### Objective
Copy out every item below with "Scan for" swapped for "Find all", and leave everything else unchanged.

### Coordinate annotation items
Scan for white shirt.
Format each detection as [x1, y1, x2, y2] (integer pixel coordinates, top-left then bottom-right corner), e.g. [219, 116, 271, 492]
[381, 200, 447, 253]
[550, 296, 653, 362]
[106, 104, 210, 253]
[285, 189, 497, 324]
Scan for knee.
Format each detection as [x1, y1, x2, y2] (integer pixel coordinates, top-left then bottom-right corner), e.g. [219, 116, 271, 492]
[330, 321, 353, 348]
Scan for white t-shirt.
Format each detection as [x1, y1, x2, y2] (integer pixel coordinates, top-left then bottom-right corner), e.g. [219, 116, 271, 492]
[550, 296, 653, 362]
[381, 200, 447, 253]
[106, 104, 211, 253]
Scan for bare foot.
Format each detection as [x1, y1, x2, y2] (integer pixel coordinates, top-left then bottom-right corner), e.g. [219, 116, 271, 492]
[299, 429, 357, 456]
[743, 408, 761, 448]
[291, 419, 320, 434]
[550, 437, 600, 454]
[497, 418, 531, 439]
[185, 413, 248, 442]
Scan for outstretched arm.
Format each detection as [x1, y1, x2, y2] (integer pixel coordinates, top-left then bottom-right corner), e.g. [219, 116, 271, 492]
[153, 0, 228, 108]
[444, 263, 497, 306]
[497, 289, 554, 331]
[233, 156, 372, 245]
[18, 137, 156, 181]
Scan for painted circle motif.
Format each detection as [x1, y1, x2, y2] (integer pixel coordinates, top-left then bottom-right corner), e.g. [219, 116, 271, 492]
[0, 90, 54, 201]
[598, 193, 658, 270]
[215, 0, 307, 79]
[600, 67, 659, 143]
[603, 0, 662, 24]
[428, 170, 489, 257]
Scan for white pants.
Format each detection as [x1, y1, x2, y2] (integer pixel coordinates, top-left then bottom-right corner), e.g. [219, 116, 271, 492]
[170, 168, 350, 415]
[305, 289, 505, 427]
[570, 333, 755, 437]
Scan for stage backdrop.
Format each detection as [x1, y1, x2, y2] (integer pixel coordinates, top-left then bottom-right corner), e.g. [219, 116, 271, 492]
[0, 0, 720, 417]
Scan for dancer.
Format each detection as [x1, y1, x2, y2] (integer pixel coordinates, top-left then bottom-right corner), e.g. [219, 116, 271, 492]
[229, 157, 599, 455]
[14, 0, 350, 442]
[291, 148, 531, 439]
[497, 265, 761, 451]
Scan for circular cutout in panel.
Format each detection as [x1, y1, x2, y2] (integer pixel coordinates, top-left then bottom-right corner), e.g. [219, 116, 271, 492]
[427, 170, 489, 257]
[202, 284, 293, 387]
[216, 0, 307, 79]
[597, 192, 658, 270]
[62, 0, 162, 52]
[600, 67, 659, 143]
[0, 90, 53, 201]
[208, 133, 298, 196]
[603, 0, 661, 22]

### Response
Find all white shirt.
Format each detection as [x1, y1, x2, y2] (integer pixel coordinates, top-left then bottom-right corner), e.g. [219, 116, 271, 492]
[381, 200, 447, 253]
[550, 296, 653, 362]
[106, 104, 210, 253]
[285, 189, 497, 324]
Find all knee.
Format each detection as [x1, y1, x2, y2] (integer pixel coordinates, top-left then bottom-right corner), e.g. [219, 116, 271, 492]
[330, 321, 353, 348]
Find all white t-shirt.
Format each detection as [x1, y1, x2, y2] (integer pixel coordinates, top-left then bottom-right corner), e.g. [219, 116, 271, 492]
[550, 296, 653, 362]
[381, 200, 447, 253]
[106, 104, 211, 253]
Find all bare foot.
Format each detection as [x1, y1, x2, y2] (integer pixel coordinates, top-left then bottom-right corner), e.g. [219, 116, 271, 492]
[299, 429, 357, 456]
[743, 408, 761, 448]
[291, 419, 320, 434]
[550, 437, 600, 454]
[497, 418, 531, 439]
[185, 413, 248, 442]
Find all outstretched arm.
Format each detection as [x1, y1, x2, y2] (integer pixel coordinates, top-left then bottom-right corner), e.g. [219, 116, 271, 492]
[153, 0, 228, 108]
[444, 263, 497, 306]
[497, 289, 554, 331]
[233, 156, 372, 245]
[18, 137, 156, 181]
Find all painted circle motif.
Format each detection as [x1, y1, x2, y2] (integer pixel coordinates, top-left then bottom-right corner), e.g. [219, 116, 271, 492]
[0, 90, 54, 201]
[598, 193, 658, 270]
[215, 0, 307, 79]
[600, 67, 659, 143]
[603, 0, 662, 24]
[428, 170, 489, 257]
Find all white pants.
Format each detection as [x1, y1, x2, y2] (integer pixel coordinates, top-left then bottom-right corner), e.g. [219, 116, 271, 492]
[170, 168, 350, 415]
[305, 289, 505, 427]
[570, 333, 755, 437]
Find all stage backdrop.
Format each detection as [x1, y1, x2, y2] (integer pixel coordinates, top-left then bottom-right corner), e.g. [219, 116, 271, 492]
[0, 0, 720, 417]
Find all dancer.
Format each detection as [x1, y1, x2, y2] (integer pixel coordinates, top-left then bottom-right corner), e.g. [219, 116, 271, 492]
[229, 157, 599, 455]
[14, 0, 350, 442]
[291, 148, 531, 439]
[497, 265, 761, 451]
Find all circular cutout in panel.
Format each detection as [x1, y1, x2, y2] (integer pixel coordinates, top-left then bottom-right corner), e.g. [219, 116, 271, 492]
[427, 170, 489, 257]
[202, 284, 293, 387]
[216, 0, 307, 79]
[597, 192, 658, 270]
[62, 0, 162, 52]
[600, 67, 659, 143]
[0, 90, 53, 201]
[208, 133, 298, 196]
[603, 0, 661, 22]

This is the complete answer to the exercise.